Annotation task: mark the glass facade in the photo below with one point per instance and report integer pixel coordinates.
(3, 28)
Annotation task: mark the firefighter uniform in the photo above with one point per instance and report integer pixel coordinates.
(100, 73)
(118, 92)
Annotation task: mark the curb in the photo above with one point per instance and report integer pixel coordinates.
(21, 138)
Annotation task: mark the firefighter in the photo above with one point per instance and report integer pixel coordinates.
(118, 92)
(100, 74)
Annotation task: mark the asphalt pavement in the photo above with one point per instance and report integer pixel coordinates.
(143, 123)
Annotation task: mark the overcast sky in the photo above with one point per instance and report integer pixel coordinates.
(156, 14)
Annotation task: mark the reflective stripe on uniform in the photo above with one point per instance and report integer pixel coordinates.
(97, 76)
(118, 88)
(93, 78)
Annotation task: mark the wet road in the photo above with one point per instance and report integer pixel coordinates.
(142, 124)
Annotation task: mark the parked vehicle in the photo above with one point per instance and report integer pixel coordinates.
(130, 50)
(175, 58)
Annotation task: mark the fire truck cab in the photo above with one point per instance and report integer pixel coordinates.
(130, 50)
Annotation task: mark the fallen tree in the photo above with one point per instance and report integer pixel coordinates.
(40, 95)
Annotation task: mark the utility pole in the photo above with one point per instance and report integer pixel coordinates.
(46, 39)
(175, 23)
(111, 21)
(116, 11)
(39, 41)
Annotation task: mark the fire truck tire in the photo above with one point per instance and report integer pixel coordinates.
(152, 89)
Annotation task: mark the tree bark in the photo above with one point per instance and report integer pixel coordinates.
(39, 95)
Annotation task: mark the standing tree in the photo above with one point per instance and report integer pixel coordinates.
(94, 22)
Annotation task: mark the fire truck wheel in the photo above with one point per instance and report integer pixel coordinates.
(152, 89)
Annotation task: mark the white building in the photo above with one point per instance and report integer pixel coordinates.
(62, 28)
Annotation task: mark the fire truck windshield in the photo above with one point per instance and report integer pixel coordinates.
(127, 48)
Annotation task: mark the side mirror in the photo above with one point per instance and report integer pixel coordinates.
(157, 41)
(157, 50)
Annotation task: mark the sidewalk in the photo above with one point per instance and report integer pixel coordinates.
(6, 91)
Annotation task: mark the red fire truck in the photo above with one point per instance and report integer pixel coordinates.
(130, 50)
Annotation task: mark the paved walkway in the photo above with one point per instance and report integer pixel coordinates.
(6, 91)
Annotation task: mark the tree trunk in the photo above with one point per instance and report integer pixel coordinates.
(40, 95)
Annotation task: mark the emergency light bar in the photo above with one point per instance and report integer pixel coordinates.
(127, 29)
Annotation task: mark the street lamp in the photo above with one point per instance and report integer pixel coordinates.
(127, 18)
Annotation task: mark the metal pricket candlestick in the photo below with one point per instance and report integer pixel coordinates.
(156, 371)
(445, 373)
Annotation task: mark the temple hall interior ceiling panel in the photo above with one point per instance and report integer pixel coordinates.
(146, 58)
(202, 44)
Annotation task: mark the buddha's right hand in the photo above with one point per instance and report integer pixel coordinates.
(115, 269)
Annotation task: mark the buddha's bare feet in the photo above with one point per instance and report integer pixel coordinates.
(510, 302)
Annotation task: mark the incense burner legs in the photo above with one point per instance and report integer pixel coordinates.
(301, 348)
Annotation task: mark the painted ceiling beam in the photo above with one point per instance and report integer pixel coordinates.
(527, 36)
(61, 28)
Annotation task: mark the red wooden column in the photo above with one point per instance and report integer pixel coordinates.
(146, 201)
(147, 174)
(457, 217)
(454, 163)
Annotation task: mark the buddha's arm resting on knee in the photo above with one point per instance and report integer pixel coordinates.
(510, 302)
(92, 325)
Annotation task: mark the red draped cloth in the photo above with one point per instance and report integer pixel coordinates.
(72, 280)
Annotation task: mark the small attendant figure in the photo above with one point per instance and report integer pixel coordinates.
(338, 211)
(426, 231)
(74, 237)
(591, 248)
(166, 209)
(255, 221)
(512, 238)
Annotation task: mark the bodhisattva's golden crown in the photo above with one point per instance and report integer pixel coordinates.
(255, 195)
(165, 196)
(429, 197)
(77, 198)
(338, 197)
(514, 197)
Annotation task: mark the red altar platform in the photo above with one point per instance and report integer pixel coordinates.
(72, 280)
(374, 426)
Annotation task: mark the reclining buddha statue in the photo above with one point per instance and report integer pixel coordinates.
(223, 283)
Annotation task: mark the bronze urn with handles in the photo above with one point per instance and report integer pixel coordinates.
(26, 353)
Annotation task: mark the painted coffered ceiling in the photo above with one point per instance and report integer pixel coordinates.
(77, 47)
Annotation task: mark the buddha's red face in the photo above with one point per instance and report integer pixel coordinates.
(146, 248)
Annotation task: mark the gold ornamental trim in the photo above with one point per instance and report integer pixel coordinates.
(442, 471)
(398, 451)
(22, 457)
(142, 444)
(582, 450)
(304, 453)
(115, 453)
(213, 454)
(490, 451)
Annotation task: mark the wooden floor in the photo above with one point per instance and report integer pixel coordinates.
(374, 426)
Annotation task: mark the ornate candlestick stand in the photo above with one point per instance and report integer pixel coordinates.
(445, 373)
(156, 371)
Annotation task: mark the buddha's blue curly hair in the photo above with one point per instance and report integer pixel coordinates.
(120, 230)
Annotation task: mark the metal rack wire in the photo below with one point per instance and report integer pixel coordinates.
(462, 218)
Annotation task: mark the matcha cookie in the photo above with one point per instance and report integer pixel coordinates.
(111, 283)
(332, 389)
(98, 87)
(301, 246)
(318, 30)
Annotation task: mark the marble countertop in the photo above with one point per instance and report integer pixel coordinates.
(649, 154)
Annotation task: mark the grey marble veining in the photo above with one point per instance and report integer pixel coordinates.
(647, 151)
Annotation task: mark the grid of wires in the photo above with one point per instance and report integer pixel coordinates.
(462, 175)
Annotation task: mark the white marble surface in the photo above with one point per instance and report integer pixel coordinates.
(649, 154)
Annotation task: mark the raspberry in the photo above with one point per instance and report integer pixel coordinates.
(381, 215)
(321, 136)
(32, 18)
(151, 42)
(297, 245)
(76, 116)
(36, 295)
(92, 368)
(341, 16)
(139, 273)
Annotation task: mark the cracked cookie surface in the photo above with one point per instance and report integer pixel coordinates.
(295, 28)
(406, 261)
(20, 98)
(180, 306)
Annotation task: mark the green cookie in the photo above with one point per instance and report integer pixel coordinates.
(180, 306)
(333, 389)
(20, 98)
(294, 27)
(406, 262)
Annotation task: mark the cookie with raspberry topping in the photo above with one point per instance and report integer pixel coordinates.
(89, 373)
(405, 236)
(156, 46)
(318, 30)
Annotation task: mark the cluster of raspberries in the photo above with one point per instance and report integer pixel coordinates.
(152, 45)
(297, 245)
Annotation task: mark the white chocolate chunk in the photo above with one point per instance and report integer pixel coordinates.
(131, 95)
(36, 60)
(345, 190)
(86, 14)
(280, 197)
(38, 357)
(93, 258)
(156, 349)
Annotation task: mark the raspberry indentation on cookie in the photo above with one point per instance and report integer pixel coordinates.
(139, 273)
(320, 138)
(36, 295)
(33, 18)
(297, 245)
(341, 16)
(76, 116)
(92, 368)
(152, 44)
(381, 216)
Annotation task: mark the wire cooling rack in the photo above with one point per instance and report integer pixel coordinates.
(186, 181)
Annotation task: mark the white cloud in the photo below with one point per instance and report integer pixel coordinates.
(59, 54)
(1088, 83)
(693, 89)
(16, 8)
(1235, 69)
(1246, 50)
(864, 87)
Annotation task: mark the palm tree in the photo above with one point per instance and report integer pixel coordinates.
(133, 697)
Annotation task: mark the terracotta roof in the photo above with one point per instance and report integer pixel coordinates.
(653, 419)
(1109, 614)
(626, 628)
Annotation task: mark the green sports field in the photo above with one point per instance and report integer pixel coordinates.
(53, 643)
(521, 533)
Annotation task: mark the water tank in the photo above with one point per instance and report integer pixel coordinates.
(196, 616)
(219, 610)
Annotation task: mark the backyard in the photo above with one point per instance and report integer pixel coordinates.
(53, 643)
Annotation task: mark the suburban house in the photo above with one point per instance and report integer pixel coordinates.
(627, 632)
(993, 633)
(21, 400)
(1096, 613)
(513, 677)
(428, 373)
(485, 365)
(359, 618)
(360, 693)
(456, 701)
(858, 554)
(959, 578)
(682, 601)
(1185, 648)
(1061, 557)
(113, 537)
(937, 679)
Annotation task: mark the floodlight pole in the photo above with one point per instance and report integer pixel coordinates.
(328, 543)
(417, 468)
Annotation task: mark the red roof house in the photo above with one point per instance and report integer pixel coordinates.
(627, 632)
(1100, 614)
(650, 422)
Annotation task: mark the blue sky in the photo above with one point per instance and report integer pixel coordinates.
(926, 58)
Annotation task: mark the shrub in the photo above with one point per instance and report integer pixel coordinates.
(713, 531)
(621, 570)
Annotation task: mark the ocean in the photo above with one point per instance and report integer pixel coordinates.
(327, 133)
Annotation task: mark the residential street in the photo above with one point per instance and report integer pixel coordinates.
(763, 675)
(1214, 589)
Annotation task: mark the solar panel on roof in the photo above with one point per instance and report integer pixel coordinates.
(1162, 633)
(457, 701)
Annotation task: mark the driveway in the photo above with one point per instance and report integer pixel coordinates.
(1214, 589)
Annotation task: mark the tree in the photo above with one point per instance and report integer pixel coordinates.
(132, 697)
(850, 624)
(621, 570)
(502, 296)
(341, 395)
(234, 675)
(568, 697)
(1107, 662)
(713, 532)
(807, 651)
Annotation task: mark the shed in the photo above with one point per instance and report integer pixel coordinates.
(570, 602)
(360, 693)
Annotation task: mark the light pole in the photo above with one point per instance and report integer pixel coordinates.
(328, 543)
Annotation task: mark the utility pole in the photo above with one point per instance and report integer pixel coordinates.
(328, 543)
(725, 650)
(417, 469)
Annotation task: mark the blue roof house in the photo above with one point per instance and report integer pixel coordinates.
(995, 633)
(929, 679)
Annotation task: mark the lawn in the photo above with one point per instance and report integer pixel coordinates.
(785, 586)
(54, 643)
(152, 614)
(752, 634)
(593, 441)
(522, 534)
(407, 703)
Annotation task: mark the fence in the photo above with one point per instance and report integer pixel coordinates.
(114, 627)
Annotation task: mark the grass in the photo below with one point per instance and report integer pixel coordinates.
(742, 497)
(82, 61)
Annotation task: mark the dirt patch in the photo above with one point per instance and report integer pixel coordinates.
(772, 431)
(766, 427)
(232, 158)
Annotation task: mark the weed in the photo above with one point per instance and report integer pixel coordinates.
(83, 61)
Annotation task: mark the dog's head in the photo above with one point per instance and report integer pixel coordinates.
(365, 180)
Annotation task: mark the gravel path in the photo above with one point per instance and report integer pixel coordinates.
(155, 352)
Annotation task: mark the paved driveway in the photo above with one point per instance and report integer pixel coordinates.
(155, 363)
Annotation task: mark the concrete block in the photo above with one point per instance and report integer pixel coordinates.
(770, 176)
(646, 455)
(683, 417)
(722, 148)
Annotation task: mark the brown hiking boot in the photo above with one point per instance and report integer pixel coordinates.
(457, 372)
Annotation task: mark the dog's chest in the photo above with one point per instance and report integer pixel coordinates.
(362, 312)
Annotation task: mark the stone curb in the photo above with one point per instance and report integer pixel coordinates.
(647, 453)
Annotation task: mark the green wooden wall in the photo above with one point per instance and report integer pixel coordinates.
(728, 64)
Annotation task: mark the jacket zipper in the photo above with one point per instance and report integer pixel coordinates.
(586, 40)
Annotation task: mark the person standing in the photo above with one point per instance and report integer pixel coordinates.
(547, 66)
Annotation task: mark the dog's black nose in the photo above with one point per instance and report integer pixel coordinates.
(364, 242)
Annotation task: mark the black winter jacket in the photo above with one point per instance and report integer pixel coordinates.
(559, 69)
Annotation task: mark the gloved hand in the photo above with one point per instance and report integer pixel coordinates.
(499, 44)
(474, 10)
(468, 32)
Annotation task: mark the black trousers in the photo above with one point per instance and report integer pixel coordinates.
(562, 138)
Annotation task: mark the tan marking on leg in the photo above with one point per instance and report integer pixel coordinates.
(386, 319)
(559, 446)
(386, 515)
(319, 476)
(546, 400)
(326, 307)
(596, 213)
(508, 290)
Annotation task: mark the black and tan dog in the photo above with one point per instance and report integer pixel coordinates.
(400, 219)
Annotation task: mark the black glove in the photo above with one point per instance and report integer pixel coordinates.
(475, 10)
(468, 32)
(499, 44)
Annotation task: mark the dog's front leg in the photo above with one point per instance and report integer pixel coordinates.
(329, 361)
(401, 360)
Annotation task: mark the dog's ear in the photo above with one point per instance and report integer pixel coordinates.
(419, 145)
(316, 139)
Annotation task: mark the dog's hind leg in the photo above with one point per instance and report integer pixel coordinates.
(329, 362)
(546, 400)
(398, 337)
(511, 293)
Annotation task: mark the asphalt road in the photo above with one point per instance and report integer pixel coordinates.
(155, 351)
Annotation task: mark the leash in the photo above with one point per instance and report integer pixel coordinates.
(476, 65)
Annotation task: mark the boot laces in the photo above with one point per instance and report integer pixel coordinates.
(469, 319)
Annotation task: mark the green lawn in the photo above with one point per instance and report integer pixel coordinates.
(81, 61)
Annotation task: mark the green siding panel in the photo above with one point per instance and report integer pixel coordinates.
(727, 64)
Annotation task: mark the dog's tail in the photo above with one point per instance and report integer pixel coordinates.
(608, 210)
###
Given request:
Starting at the line that contains "Annotation task: mark the black and", retype each line through the end of the listing above and nothing else.

Solution for this problem:
Annotation task: mark the black and tan dog in the photo above with one point per instance and report integer pixel coordinates.
(400, 219)
Annotation task: mark the black glove in the photo above with one point per instance and report integer pixel coordinates.
(475, 10)
(468, 32)
(499, 44)
Annotation task: mark the dog's front leg in the photo above with one point per instance and report integer pixel coordinates.
(329, 361)
(401, 360)
Annotation task: mark the dog's ear in the photo above with one point per instance and report integer pixel coordinates.
(419, 145)
(316, 139)
Annotation task: mark the dog's hind leg in the photo above with one point per instance and report integer pixel coordinates.
(329, 362)
(546, 400)
(398, 337)
(511, 293)
Annotation task: mark the asphalt road in the photo above with one point per instance and report integer pixel coordinates.
(155, 351)
Annotation task: mark the leash in the photo above with one point per instance and report integer pixel coordinates.
(476, 65)
Annotation task: mark the boot laces in the photo above with one point per instance and report integer pixel coordinates.
(469, 319)
Annotation task: mark the green lawn in the photo above with one point per instance and report integer pixel coordinates.
(81, 61)
Annotation task: mark the green siding panel in the photo above with one point per instance and report integer pixel coordinates.
(727, 64)
Annotation task: mark the dog's tail in the photo above with one point per instance and report integer pixel coordinates.
(608, 210)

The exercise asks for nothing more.